Task directions:
Search the records below for "window"; copy each line that has it.

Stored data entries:
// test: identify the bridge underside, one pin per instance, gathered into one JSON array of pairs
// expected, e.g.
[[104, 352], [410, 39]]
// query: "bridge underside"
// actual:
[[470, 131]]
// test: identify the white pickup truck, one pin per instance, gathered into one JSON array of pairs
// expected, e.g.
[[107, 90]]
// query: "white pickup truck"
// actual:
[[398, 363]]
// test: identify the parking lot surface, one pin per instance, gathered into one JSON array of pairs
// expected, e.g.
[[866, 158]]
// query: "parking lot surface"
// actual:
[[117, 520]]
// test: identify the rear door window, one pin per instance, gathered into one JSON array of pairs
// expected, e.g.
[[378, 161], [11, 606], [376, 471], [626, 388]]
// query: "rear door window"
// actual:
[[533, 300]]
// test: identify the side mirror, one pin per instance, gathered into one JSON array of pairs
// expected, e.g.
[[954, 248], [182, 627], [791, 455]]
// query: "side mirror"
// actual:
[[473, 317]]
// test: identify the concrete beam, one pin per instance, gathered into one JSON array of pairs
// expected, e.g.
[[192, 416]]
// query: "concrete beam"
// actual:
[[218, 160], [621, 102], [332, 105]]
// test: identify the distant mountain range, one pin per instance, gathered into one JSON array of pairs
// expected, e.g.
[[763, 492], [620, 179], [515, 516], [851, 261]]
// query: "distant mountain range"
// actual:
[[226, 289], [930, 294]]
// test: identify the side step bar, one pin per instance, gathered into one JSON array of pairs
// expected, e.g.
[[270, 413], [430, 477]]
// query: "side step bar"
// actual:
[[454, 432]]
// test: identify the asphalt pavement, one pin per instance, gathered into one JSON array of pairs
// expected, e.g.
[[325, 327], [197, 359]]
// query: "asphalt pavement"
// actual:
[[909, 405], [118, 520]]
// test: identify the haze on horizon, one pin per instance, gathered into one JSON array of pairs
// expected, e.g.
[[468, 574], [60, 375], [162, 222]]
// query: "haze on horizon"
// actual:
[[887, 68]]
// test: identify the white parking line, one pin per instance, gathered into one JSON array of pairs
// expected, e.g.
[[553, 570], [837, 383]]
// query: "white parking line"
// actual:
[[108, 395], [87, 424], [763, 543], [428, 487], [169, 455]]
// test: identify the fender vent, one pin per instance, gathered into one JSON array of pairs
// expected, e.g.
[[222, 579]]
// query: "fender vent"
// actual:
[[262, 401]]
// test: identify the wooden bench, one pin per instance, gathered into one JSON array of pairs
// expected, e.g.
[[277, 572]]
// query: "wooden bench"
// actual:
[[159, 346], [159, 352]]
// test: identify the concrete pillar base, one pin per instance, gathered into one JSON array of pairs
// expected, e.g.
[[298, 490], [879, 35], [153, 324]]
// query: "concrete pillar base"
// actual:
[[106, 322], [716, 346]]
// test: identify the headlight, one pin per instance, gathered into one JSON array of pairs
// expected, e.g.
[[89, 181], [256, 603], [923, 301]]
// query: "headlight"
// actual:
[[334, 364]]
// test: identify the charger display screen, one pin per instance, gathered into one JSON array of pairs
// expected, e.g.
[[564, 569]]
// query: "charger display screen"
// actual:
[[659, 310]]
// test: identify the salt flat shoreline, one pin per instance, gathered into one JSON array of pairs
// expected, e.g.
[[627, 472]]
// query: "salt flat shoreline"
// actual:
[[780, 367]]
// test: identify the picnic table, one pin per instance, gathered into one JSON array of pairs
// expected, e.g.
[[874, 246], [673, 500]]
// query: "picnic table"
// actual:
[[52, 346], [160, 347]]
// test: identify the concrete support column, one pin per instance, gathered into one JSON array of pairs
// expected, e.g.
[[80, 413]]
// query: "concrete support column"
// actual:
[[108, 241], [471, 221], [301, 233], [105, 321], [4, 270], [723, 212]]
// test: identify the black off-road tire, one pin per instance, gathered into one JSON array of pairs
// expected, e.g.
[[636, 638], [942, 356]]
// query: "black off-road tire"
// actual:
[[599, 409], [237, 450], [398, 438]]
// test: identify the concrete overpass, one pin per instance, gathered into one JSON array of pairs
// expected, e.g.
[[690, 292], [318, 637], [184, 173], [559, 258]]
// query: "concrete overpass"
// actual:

Problem solution:
// test: identify the rear door window, one pin per instance, gathered into one JSON array of pairs
// query: "rear door window"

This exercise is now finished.